**Selected extract:**

About Redwing Book Company

The Company:

Redwing Book Company specializes in distributing both popular and professional resources for students and practitioners of Eastern and Western traditional healing arts. Our texts are selected for the quality of their sources, the expertise of their authors, and their timely application to the practical enhancement of health, treatment of disease, and understanding of our relationship to one another and the natural world.

We present our services on-line to communicate with our present customers, and to reach new students, practitioners, and aficionados of traditional healing practices from throughout the world. By maintaining a web presence we can offer our books to anyone in the world who has access to the Internet.

We invite you to join us in exploring some of the world’s best literature in cross-cultural wellness and healing.

The History:

Redwing Books started when Bob Felt bought the remains of the Tao Books and Publications store at 303 Newbury Street, Boston, MA. at a bankruptcy auction. Tao Books had been the flagship macrobiotic bookseller and publisher. He acquired two partners, both members of the Boston macrobiotic community. Together they renovated the 303 Newbury location and began working with the Tao Books creditors to re-establish a collection of books on the healing arts, martial arts, and East Asian philosophy and medicine. In 1973 Martha Fielding, a natural foods cook, creator of one of the first lines of prepared natural foods and a sought-after Boston cooking teacher, bought-out Bob’s partners. Martha and Bob would develop Redwing Books together until Martha’s death in 2016 when the next generation of the company relieved Bob at the helm.

**Work to be completed:** Carry on the account of Redwing Book Company from the point where the history section stops.

**Given entries:**
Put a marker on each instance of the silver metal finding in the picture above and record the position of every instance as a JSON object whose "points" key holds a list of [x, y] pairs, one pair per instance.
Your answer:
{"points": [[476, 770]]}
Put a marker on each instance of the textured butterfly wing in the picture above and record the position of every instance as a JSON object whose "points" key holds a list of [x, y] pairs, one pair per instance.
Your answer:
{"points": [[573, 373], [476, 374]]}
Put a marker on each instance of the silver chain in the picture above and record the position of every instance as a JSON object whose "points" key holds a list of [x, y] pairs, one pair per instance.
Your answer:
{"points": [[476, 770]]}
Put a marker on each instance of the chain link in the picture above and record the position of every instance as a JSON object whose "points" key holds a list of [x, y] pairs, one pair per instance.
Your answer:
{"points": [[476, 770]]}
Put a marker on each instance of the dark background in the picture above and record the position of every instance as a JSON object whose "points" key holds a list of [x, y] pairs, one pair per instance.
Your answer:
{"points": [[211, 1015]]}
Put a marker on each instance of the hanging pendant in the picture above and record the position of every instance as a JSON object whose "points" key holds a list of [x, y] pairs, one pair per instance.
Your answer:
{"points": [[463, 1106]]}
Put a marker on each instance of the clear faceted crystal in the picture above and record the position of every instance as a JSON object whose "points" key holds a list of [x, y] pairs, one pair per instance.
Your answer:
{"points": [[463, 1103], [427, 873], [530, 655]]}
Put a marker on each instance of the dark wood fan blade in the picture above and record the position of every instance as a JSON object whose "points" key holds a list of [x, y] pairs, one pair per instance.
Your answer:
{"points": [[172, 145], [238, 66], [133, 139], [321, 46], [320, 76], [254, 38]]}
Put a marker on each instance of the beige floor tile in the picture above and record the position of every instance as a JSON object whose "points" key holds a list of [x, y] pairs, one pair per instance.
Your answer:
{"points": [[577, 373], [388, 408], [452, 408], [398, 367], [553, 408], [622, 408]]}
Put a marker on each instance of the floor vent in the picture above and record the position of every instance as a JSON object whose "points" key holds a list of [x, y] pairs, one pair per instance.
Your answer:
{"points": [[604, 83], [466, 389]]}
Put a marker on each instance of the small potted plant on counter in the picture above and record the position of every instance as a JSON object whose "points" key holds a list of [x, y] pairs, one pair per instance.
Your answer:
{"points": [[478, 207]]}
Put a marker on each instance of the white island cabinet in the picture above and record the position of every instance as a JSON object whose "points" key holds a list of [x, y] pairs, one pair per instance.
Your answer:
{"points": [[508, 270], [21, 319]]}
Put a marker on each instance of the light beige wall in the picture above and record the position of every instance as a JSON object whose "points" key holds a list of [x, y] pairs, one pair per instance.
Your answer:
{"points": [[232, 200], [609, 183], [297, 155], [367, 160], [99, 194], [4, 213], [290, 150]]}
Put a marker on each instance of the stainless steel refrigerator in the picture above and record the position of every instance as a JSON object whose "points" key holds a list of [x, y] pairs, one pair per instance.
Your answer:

**Solved exercise:**
As Redwing Books, they would help develop the Japan Publications series on massage, dietary practice and Japanese arts, George Oshawa’s macrobiotic publications, Master T.T. Liang’s Tai Chi manual, one of the first in the United States. They also restored Tao Books publications such as “The Natural Birth Control Book,” and “Acupuncture, Ancient and Future Worlds” by Michio Kushi, one of the first books to introduce the acupuncture channels and acupoints to English speakers.

During the decade of the 1970s Redwing acquired the only commercial collection of texts on acupuncture, including the French language texts of Chamfraut, Van Nghi and Soulie de Morant. At the time these books, particularly the Soulie de Morant, were the only source of extensive information about acupuncture then available. Over time, these would be joined by landmark publications such as the U.S. Government printing of the “Barefoot Doctors Manual” in translation, the first editions of “An Outline of Chinese Acupuncture,” as well as European works by Chancellor, Worsely and others. To encourage publishers to undertake books on East Asian Medicine, and to make importation practical, Redwing began the first distribution catalog, one side of a single sheet of paper.

In the decade of the 1980s Redwing was central to the development of acupuncture in the U.S. Bob Felt provided testimony before legislatures in Massachusetts and California deliberating on license laws, became chief executive of the New England School of Acupuncture after its near-bankruptcy, a period know still as “The Crisis.” The school survived, becoming one of the leading schools of acupuncture in the U.S. The growing distribution catalog was joined by a retail catalog mailed by hand to a few hundred students and teachers.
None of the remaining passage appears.